Given instruction:
Format as a Markdown table the lines starting at the one that contains "cloud in the image." and ending at the one that contains "[88,206,223,391]", with those two lines included and any blank lines left out. Use two columns, Number for each line's position in the table and Text for the line itself.
* begin *
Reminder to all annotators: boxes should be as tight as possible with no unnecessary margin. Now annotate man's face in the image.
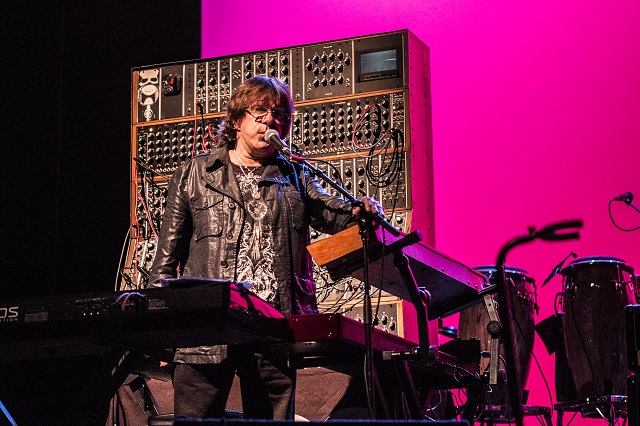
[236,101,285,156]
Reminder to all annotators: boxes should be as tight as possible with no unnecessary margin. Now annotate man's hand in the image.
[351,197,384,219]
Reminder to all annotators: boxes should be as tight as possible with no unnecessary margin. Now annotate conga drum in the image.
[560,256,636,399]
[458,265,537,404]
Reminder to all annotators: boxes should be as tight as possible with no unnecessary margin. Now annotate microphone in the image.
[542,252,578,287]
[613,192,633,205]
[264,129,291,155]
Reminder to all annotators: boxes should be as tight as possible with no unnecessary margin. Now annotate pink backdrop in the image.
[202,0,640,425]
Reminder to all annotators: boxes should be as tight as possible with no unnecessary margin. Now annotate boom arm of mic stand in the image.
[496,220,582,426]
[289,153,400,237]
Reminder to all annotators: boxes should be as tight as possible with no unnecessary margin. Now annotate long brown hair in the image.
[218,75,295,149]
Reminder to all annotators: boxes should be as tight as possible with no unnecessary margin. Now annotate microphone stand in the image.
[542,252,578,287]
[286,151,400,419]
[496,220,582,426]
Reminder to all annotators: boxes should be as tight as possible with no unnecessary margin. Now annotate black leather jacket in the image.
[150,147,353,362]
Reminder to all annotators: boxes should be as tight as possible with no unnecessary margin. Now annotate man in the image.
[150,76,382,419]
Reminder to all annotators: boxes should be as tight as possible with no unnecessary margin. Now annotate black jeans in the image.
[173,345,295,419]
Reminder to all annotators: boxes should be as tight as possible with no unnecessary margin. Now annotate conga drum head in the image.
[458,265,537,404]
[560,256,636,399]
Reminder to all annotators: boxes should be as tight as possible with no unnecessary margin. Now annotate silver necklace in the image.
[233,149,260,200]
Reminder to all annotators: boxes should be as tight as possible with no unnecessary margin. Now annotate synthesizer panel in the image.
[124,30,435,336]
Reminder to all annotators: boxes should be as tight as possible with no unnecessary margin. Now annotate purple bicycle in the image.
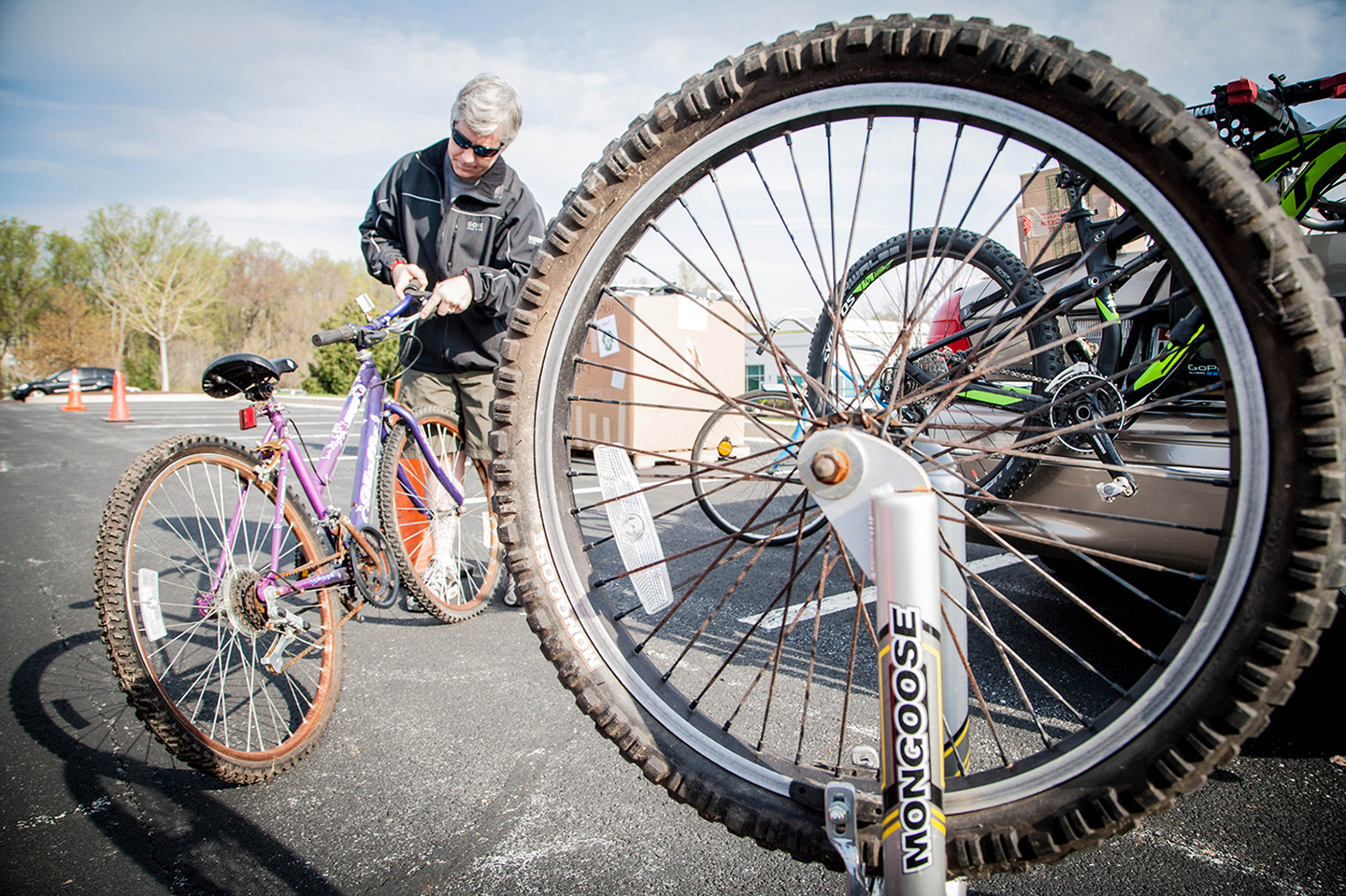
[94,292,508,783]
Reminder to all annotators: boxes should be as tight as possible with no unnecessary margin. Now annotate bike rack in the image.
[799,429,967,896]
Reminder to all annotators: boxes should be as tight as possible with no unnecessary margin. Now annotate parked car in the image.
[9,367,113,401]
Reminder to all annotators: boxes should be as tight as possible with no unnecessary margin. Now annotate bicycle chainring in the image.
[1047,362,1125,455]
* end *
* begin *
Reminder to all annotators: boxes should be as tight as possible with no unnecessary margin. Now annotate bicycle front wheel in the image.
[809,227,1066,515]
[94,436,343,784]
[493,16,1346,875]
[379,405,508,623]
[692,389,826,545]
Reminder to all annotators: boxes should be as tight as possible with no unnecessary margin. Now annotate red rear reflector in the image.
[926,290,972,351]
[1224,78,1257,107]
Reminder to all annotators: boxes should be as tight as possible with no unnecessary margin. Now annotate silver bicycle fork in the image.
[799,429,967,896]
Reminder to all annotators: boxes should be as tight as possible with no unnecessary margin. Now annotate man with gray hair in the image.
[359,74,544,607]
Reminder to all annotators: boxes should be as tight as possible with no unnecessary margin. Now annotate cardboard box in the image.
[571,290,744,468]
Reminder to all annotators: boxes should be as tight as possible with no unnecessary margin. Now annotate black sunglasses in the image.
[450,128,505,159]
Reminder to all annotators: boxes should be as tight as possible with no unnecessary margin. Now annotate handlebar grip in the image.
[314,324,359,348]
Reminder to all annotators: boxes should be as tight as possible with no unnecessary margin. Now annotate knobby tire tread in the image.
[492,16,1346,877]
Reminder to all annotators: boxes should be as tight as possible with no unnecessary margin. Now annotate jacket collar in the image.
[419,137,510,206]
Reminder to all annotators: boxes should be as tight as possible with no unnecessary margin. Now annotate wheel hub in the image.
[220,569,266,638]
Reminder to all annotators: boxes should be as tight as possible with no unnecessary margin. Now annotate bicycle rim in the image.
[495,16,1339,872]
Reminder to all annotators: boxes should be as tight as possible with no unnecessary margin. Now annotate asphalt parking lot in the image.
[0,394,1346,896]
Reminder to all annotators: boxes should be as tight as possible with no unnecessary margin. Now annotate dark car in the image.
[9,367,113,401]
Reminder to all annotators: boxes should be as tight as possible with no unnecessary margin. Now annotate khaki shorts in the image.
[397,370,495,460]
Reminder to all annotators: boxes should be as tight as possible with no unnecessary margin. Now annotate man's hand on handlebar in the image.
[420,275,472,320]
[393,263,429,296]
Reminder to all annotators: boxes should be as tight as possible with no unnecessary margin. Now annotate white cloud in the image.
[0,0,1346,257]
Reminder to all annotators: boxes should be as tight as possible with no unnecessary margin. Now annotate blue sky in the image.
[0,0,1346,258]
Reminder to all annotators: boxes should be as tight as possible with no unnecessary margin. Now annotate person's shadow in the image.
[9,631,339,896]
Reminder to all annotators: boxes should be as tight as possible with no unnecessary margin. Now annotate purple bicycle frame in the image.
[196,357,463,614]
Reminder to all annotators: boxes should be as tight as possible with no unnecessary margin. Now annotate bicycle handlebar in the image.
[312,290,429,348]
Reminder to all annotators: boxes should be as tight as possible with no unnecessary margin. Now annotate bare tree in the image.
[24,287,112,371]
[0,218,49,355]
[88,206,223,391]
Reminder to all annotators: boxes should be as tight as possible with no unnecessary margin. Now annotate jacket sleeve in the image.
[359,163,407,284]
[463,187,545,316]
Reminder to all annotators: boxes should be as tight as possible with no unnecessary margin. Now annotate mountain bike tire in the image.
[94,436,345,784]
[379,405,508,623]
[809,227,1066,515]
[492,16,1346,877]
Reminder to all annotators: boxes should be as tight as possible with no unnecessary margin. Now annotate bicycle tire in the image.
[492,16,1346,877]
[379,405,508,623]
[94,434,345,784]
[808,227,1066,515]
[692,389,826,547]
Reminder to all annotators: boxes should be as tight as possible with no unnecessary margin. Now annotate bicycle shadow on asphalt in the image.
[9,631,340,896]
* end *
Full answer:
| Number | Text |
|---|---|
| 1 | Reminder to all annotators: boxes should be as tight as possible with no unnecessary margin. Now annotate white cloud in the image. |
| 2 | [0,0,1346,257] |
| 3 | Reminder to all annotators: boxes should be as tight as possible with no unnecessary margin. Now annotate blue sky in the image. |
| 4 | [0,0,1346,258] |
| 5 | Reminder to all annotators: boxes should be as tight as possible with no unnecessary margin. Now annotate person's shadow in the image. |
| 6 | [9,631,339,896] |
| 7 | Reminder to all annotators: boxes should be as tight as possible with no unnecessary margin. Now annotate purple bicycle frame in the image. |
| 8 | [196,357,463,614] |
| 9 | Reminder to all annotators: boxes should be as tight as possible with no unnecessary margin. Now annotate bicycle handlebar in the image. |
| 10 | [312,290,429,348] |
| 11 | Reminder to all annotators: boxes should be as tight as possible with no unnecessary margin. Now annotate bare tree in the image. |
| 12 | [24,287,112,371] |
| 13 | [0,218,49,355] |
| 14 | [88,206,223,391] |